Затем эпилептолог из Москвы рекомендовал нам противоэпилептический препарат «Осполот». Сейчас это лекарство мы заказываем через рекомендованного посредника. Одна упаковка «Осполота» (50 таблеток) обходится нам в 11 тысяч рублей, упаковки хватает на 25 дней.

Этот препарат тоже не зарегистрирован в России и входит в списки запрещенных. По идее, мне тоже грозит статья Уголовного кодекса за сбыт наркотиков. Страшно ли мне попасть в тюрьму? Когда ребенок бьется в судорогах, синеет, у него сводит все тело, даже зрачки глаз затягивает вбок — вот это страшно! У меня восемь детей. Иногда с горечью думаю, что если меня посадят, я хотя бы высплюсь.

Но Семен на фоне приема этого лекарства начал делать первые шаги. Без «Осполота» — судороги, до двух сильных приступов в сутки. До этого его развитие обрывалось судорогами, после приступа он мог забыть все, чему с таким трудом научился. В этом году мы смогли отвезти его на море.

## ИСХОДНЫЕ ДАННЫЕ
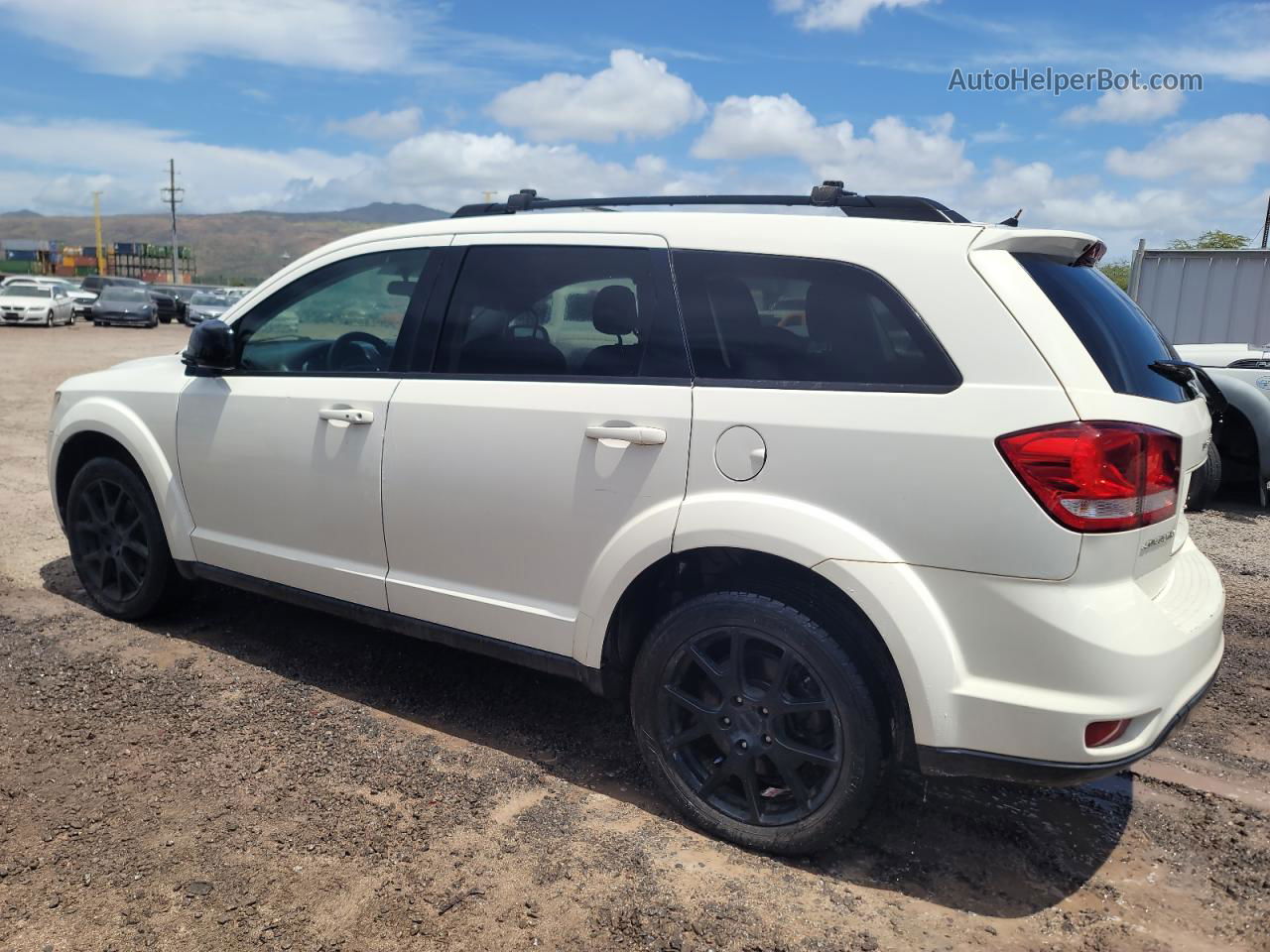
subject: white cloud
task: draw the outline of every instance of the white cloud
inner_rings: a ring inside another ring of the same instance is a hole
[[[1120,175],[1143,179],[1190,173],[1206,182],[1240,183],[1266,161],[1270,161],[1270,117],[1231,113],[1157,138],[1137,152],[1113,149],[1106,165]]]
[[[1113,89],[1093,105],[1078,105],[1063,113],[1064,122],[1144,123],[1173,116],[1185,96],[1177,89]]]
[[[128,123],[9,119],[0,121],[0,161],[25,171],[0,175],[0,207],[34,202],[36,211],[84,213],[89,192],[103,188],[110,208],[159,209],[168,157],[177,161],[178,184],[185,188],[185,208],[192,212],[268,207],[283,199],[296,180],[326,183],[352,176],[372,161],[364,154],[316,149],[210,145]]]
[[[803,29],[860,29],[878,9],[921,6],[931,0],[773,0],[777,13],[798,15]]]
[[[423,112],[417,105],[406,109],[398,109],[391,113],[381,113],[372,109],[368,113],[354,116],[352,119],[331,119],[326,123],[328,132],[347,132],[358,138],[373,140],[403,140],[419,131],[419,122]]]
[[[846,121],[819,124],[789,94],[729,96],[715,107],[692,155],[712,160],[791,156],[803,160],[814,176],[842,179],[857,192],[947,187],[974,171],[965,143],[950,135],[952,122],[945,113],[917,128],[888,116],[860,137]]]
[[[98,72],[180,72],[204,56],[371,72],[409,60],[410,20],[387,0],[0,0],[5,29]]]
[[[489,113],[538,142],[611,142],[668,136],[700,119],[705,104],[660,60],[615,50],[608,69],[592,76],[547,74],[499,94]]]

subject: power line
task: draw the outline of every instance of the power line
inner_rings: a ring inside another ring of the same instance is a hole
[[[171,207],[171,283],[180,283],[180,269],[177,261],[177,206],[185,199],[182,195],[185,194],[185,189],[177,188],[177,160],[168,160],[168,188],[160,189],[159,194],[163,195],[163,201]]]

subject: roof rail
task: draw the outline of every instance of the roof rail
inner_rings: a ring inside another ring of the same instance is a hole
[[[532,188],[522,188],[505,202],[465,204],[452,218],[472,218],[483,215],[516,215],[547,208],[612,209],[629,206],[676,204],[780,204],[841,208],[852,218],[900,218],[906,221],[966,222],[969,218],[954,212],[932,198],[918,195],[860,195],[847,192],[841,182],[817,185],[809,195],[625,195],[615,198],[538,198]]]

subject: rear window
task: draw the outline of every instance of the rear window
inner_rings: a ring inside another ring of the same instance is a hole
[[[702,383],[945,393],[961,377],[880,275],[843,261],[674,251]]]
[[[1173,404],[1194,396],[1151,369],[1153,362],[1172,357],[1168,344],[1102,272],[1053,255],[1016,253],[1015,258],[1085,344],[1111,390]]]

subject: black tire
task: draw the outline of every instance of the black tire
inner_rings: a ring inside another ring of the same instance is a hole
[[[855,663],[823,627],[765,595],[700,595],[663,617],[635,661],[631,721],[667,798],[751,849],[833,845],[879,783],[881,732]]]
[[[1186,508],[1193,513],[1204,512],[1220,487],[1222,454],[1217,449],[1217,440],[1212,440],[1208,444],[1208,458],[1191,476],[1190,489],[1186,491]]]
[[[118,459],[90,459],[75,475],[66,536],[80,583],[112,618],[142,618],[178,585],[150,487]]]

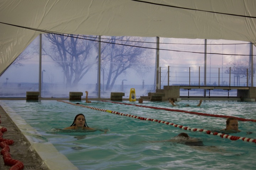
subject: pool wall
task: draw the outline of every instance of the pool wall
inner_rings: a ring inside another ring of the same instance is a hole
[[[1,106],[42,160],[43,169],[78,169],[65,156],[60,153],[51,143],[46,142],[40,133],[27,123],[11,108],[3,103],[1,103]]]

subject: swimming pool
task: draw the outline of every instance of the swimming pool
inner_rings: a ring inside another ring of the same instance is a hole
[[[69,102],[66,101],[67,102]],[[212,130],[225,128],[225,118],[98,101],[81,104]],[[76,103],[76,102],[73,103]],[[136,104],[123,101],[124,103]],[[256,119],[255,102],[236,101],[177,102],[145,101],[143,106]],[[189,103],[190,107],[186,107]],[[158,122],[142,120],[55,101],[38,102],[0,101],[18,113],[79,169],[254,169],[256,144],[233,141],[205,132],[191,131]],[[109,129],[106,134],[60,129],[69,126],[77,114],[83,113],[89,127]],[[239,121],[242,132],[232,135],[256,138],[256,122]],[[253,132],[247,135],[246,131]],[[199,138],[205,147],[191,146],[161,141],[185,132]],[[35,138],[36,138],[36,136]]]

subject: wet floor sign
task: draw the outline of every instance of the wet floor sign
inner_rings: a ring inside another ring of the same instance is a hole
[[[133,102],[136,101],[136,95],[135,95],[135,89],[131,89],[130,90],[130,97],[129,101]]]

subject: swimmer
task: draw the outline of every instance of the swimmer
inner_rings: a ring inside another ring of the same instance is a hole
[[[76,130],[95,130],[91,128],[89,128],[85,121],[85,118],[83,114],[77,114],[73,121],[71,126],[64,128],[64,130],[74,129]]]
[[[143,98],[142,98],[142,97],[140,97],[138,99],[138,101],[139,101],[139,103],[143,103]]]
[[[86,94],[85,97],[85,103],[91,103],[91,101],[88,101],[88,91],[85,91],[85,93]]]
[[[226,129],[221,130],[231,130],[240,132],[238,129],[238,121],[235,118],[229,118],[226,121]]]
[[[199,101],[199,103],[197,105],[197,107],[199,107],[200,106],[201,106],[201,104],[202,104],[202,101],[203,101],[202,100],[202,99],[200,100],[200,101]],[[174,104],[175,101],[174,101],[174,98],[171,98],[169,99],[169,102],[171,103],[173,106],[178,106]],[[190,105],[189,104],[186,104],[186,106],[190,106]]]
[[[154,141],[153,143],[171,142],[192,146],[204,146],[203,141],[197,138],[191,137],[187,134],[181,133],[172,139],[163,141]]]
[[[176,142],[189,146],[204,146],[203,141],[197,138],[191,137],[187,134],[181,133],[179,134],[174,139],[167,140],[170,142]]]

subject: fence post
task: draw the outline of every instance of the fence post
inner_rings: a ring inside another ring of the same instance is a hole
[[[190,86],[190,71],[189,71],[189,85]]]
[[[168,87],[169,87],[169,81],[170,81],[170,66],[168,66]],[[169,89],[168,88],[168,89]]]
[[[229,86],[230,85],[230,80],[231,79],[231,67],[229,67]]]
[[[200,86],[200,66],[199,66],[199,82],[198,83],[198,86]]]

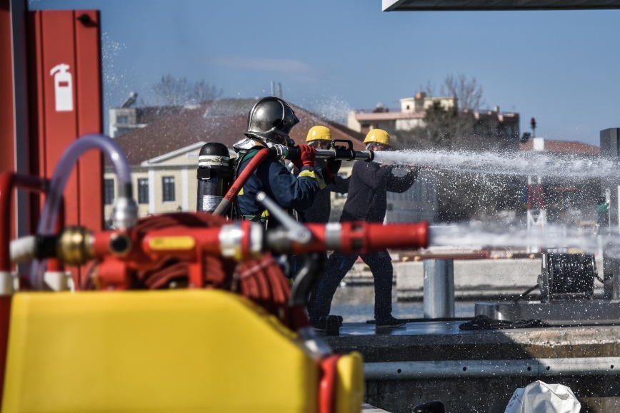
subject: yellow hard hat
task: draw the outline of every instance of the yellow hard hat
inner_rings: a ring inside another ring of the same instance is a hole
[[[386,146],[391,146],[390,144],[390,136],[383,129],[373,129],[368,133],[366,138],[364,140],[364,143],[381,143]]]
[[[331,141],[331,131],[325,126],[312,126],[308,131],[308,136],[306,137],[306,142],[311,142],[312,141]]]

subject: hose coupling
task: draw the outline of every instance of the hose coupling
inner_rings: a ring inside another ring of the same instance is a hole
[[[112,225],[117,230],[126,230],[138,222],[138,204],[133,198],[120,196],[112,207]]]

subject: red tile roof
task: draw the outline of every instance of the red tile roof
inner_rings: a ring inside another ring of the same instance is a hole
[[[209,116],[209,109],[215,103],[206,103],[196,109],[187,110],[176,115],[166,116],[149,123],[144,128],[135,129],[116,138],[125,151],[131,165],[164,155],[173,151],[189,146],[196,142],[221,142],[232,148],[244,138],[247,126],[249,108],[255,99],[222,99],[231,103],[231,109],[218,111],[216,116]],[[292,105],[291,105],[292,106]],[[221,105],[219,105],[221,106]],[[219,108],[221,109],[221,107]],[[316,125],[323,125],[331,130],[334,139],[348,139],[353,141],[354,148],[364,150],[361,143],[364,136],[339,123],[320,117],[293,106],[299,123],[291,132],[291,138],[298,144],[306,140],[308,131]],[[243,112],[241,113],[243,110]]]
[[[359,112],[355,114],[355,118],[361,121],[424,119],[426,114],[426,112]]]
[[[528,141],[521,143],[521,151],[531,151],[532,141]],[[568,155],[587,155],[598,156],[601,154],[601,148],[594,145],[589,145],[583,142],[575,141],[551,141],[545,140],[545,151],[551,153],[568,154]]]

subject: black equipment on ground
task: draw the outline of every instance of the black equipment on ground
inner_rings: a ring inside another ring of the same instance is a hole
[[[228,148],[223,143],[205,143],[198,155],[196,211],[213,213],[232,184],[234,170]]]
[[[541,301],[592,300],[597,277],[591,254],[544,253],[539,279]]]

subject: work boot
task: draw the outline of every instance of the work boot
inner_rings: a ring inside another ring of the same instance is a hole
[[[446,413],[446,407],[439,400],[418,404],[414,407],[413,413]]]
[[[341,315],[328,315],[327,317],[336,317],[335,320],[338,320],[338,327],[342,327],[342,320],[343,319],[342,319]],[[332,320],[331,322],[334,323],[333,320],[334,320],[334,319],[332,318],[331,320]],[[324,331],[324,330],[326,330],[327,328],[326,323],[327,323],[327,319],[326,317],[321,317],[319,320],[319,321],[317,321],[316,322],[312,322],[312,327],[314,327],[315,330]]]
[[[391,328],[394,327],[402,327],[407,322],[394,318],[391,315],[388,318],[380,318],[376,320],[376,328]]]

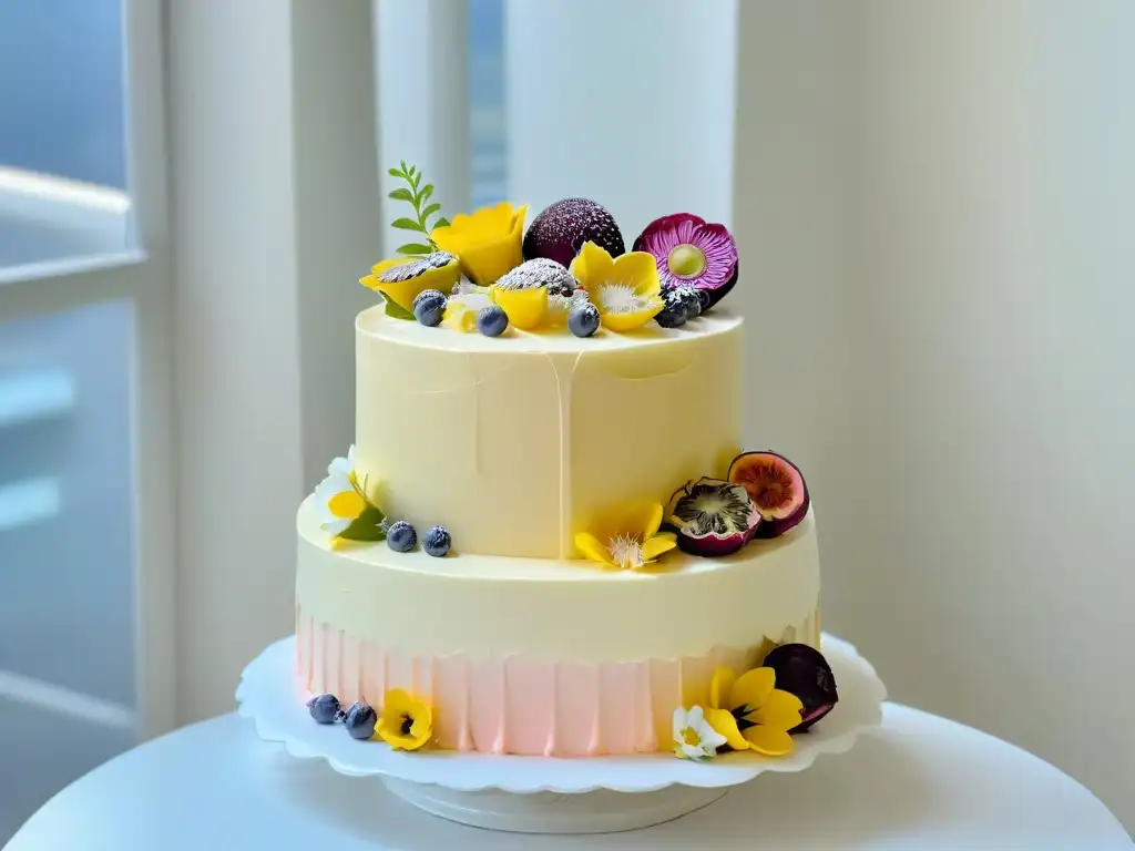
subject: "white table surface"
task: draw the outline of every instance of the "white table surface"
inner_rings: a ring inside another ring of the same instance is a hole
[[[65,789],[6,851],[481,849],[1132,849],[1092,794],[1025,751],[897,705],[850,753],[764,774],[675,821],[528,836],[445,821],[377,778],[261,741],[235,715],[157,739]]]

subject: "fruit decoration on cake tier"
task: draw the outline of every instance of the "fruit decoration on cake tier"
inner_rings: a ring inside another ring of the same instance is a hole
[[[734,445],[733,236],[678,212],[627,251],[582,197],[451,221],[389,174],[415,241],[361,278],[358,457],[300,512],[311,717],[406,751],[791,753],[839,697],[804,475]]]
[[[390,199],[413,211],[394,227],[421,242],[402,245],[360,283],[397,319],[487,337],[680,328],[737,283],[732,234],[692,213],[655,219],[627,251],[614,217],[589,199],[557,201],[526,233],[527,207],[503,202],[449,221],[414,166],[389,174],[405,183]]]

## ФОРМУЛИРОВКА ЗАДАНИЯ
Повторите целиком, без каких-либо изменений, отрывок о препарате «Осполот». Приведенный перечень для выполнения задания не нужен.

## ОТВЕТ К УПРАЖНЕНИЮ
Затем эпилептолог из Москвы рекомендовал нам противоэпилептический препарат «Осполот». Сейчас это лекарство мы заказываем через рекомендованного посредника. Одна упаковка «Осполота» (50 таблеток) обходится нам в 11 тысяч рублей, упаковки хватает на 25 дней.

Этот препарат тоже не зарегистрирован в России и входит в списки запрещенных. По идее, мне тоже грозит статья Уголовного кодекса за сбыт наркотиков. Страшно ли мне попасть в тюрьму? Когда ребенок бьется в судорогах, синеет, у него сводит все тело, даже зрачки глаз затягивает вбок — вот это страшно! У меня восемь детей. Иногда с горечью думаю, что если меня посадят, я хотя бы высплюсь.

Но Семен на фоне приема этого лекарства начал делать первые шаги. Без «Осполота» — судороги, до двух сильных приступов в сутки. До этого его развитие обрывалось судорогами, после приступа он мог забыть все, чему с таким трудом научился. В этом году мы смогли отвезти его на море.